Really, the drive wear is not something i would really worry about, 6 years is about the end of expected practical use, before replacement, and likely the drive will last even 5 times longer before failure.

And because they use the same numbers for both drives, its likely the 1.2TB version will last even 3 times longer.

b3149edf6e7756dad5258c230e36513a.jpg
 
yea but I can see my usage going either way to be honest...higher or lower. I am stunned that I some how just used around 150-170 GB per day over the last month and change. 5.7TB -_-

The problem is a single install of the drive to 80% capacity is going to take like 4% oh its warranty life away...thats dumb (granted, i am assuming there is write amplification of like 5x)
 
Just get a 500GB 850 Pro as your system drive, and you wont have any re installments, and a 850 Pro is about just as fast as the SSD 750 for desktop use.

And having your system and game files on different disk is properly even gone be faster in daily usage, at least it is for me, tho the 750 preforms very well with higher queue depth.

__Required task A__:
Answer these from the SSD wear discussion:
(i) How many times longer is the 1.2TB version said to be likely to last?
(ii) What total amount of data does one poster say was used over the last month and change?
(iii) Which drive is suggested for use as the system drive?
__Required task B__: Pick up the SSD wear discussion after its final sentence and extend it.

__Collected data__:
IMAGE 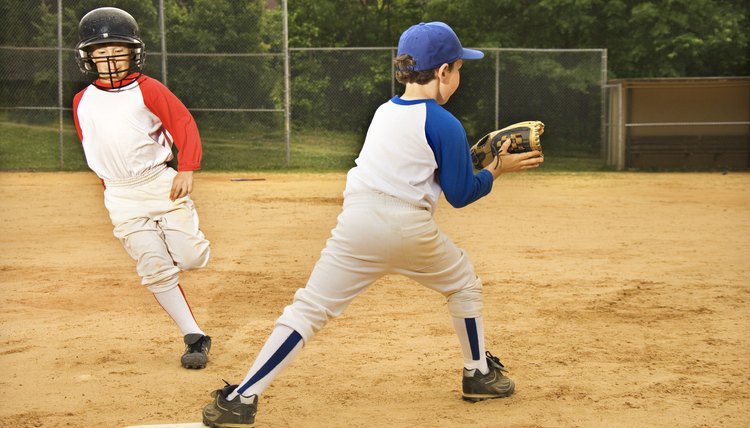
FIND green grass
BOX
[0,120,604,172]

__Task answer A__:
(i) Three times longer.
(ii) 5.7TB.
(iii) A 500GB 850 Pro.

__Task answer B__:
 
I have a sandisk Extreme Pro and it stutters due to garbage collections and hitting that endurance wall. 850 Pro will be the exact same or worse when it comes to endurance.

Kingston and 750 are the two best drives in those areas. I need better
 

yea 1k was kinda over my limit but was willing to do it. I dont have 2-7k. Want to buy me it? Also its a bit slower than the 750 IIRC or at least in writes but I might be mistaken. It also isn't NVMe so its not "future" proofed and for its life span and 7K I would hope it would be lol.

What do you mean by the first part? I some how do enough stuff on the PC at times in the day I have too much going on for too long and it looses peak performance and drops to the lower sustained speed and slow gets worse and worse and worse. I have to pause what I am doing for like 60s to let the SSD breath. What am I doing that causes this? Fuck if i know. I just go about my business on my PC. I had the 830 and I loathed it. It was worse than a HDD at times. I got the Sandisk Extreme Pro because it was the best in endurance before performance degraded and degraded performance was top noche. 850 Pro would be even worse.

Thats why the 750 was so tempting but now I am looking at the kingston unless I hear something in the next week or two about a 1 TB version or some good NVMe drives.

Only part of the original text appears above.